> TASK TO CARRY OUT: Among the entries that follow, find every line with the word "white" and copy it.

(Data entries)
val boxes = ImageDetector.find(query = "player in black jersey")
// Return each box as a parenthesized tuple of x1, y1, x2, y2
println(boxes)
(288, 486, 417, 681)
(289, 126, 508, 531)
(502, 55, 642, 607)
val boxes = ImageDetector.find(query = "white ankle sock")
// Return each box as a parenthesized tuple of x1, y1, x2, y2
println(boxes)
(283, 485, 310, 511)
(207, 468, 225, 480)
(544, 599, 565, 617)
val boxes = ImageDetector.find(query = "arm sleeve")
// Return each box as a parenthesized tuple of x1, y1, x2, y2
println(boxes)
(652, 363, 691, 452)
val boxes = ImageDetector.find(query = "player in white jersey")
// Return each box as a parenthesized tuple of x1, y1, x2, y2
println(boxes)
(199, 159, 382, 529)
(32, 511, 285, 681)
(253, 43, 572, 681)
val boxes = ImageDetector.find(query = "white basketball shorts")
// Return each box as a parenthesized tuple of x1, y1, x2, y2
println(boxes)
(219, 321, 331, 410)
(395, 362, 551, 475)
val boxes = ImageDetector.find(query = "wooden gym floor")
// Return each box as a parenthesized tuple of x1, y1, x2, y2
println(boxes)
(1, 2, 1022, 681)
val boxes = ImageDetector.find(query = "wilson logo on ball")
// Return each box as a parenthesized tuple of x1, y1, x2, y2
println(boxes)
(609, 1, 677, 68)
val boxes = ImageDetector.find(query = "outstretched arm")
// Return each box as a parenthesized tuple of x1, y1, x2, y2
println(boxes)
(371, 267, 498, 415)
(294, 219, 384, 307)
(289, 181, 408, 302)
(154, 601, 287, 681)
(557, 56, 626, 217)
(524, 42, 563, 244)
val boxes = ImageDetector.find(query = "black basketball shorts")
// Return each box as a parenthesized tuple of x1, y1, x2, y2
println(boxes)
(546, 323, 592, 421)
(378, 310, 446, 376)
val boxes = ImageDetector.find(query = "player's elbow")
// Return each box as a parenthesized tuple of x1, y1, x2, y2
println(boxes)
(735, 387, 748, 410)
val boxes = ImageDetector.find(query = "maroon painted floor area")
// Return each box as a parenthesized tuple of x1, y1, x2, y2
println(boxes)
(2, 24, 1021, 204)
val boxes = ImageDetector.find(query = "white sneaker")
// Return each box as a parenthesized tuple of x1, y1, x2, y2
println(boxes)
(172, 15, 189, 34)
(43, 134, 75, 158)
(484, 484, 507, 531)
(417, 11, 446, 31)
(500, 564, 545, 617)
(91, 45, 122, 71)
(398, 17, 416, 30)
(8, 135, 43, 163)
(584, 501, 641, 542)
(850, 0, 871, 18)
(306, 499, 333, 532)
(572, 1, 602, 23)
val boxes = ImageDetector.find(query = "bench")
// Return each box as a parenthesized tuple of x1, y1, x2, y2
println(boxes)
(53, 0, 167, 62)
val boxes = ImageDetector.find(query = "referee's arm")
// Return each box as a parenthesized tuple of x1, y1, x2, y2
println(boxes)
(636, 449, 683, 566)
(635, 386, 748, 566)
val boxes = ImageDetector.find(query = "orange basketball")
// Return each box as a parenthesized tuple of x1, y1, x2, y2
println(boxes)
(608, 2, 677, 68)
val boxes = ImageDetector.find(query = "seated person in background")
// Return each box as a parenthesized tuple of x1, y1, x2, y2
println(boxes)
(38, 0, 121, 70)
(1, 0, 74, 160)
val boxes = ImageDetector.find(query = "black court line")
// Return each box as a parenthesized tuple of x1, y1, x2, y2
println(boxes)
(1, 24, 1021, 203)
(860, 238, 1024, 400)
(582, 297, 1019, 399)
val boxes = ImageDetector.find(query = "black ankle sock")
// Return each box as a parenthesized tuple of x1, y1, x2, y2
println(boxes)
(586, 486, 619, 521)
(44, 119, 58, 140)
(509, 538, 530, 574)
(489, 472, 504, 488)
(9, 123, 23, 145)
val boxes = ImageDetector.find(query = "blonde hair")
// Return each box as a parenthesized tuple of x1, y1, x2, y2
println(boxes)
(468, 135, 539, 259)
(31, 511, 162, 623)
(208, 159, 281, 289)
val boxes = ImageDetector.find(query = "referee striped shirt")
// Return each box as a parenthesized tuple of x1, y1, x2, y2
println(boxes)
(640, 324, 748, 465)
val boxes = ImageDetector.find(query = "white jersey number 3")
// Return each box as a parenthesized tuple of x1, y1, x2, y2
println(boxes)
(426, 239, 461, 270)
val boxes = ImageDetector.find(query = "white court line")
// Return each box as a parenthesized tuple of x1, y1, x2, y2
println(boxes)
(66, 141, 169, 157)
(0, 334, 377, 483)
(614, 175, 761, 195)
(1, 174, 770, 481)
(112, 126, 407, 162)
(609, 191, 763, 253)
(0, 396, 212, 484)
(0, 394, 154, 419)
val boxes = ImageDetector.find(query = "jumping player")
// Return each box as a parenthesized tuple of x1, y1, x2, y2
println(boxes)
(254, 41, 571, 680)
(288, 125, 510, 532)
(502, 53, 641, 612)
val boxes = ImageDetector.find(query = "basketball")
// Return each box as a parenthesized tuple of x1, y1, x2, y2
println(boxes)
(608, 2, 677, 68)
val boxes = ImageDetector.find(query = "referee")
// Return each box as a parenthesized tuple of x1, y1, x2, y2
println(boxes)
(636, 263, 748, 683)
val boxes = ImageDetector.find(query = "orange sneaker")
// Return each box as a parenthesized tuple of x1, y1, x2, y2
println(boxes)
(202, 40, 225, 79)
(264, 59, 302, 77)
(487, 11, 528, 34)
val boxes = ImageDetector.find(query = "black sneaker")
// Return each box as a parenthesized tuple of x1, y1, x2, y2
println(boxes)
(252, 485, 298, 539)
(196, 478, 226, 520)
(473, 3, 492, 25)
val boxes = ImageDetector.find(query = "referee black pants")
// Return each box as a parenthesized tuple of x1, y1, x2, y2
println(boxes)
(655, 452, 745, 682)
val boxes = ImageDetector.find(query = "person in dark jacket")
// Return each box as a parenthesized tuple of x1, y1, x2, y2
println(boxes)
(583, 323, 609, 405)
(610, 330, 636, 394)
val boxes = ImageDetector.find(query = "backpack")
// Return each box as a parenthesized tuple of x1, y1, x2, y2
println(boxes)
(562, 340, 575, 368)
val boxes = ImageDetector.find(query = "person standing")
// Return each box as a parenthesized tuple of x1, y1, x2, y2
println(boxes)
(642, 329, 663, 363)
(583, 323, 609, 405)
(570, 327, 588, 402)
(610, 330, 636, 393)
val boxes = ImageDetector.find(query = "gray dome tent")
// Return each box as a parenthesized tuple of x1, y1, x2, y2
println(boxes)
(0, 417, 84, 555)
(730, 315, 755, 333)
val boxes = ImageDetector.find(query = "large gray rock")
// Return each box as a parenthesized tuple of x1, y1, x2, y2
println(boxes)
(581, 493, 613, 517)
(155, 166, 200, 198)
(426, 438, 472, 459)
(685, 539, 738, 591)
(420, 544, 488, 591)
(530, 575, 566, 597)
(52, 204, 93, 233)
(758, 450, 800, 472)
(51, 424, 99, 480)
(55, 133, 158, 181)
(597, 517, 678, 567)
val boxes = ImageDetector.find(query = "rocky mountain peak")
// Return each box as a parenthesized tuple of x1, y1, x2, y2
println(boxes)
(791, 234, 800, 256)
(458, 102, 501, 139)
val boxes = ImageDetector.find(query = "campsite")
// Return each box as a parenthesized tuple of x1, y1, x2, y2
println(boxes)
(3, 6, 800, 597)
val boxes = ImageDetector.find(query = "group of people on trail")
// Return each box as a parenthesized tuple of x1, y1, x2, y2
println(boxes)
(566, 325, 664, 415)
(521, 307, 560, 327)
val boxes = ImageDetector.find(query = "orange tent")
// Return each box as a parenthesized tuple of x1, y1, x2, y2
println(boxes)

> ANSWER TO THIS EXERCISE:
val boxes = ImageDetector.find(query = "white ankle sock")
val boxes = ImageDetector.find(query = "player in white jersey")
val boxes = ImageDetector.find(query = "white basketball shorts")
val boxes = ImageDetector.find(query = "white sneaker")
val boxes = ImageDetector.find(query = "white jersey number 3")
val boxes = ImageDetector.find(query = "white court line")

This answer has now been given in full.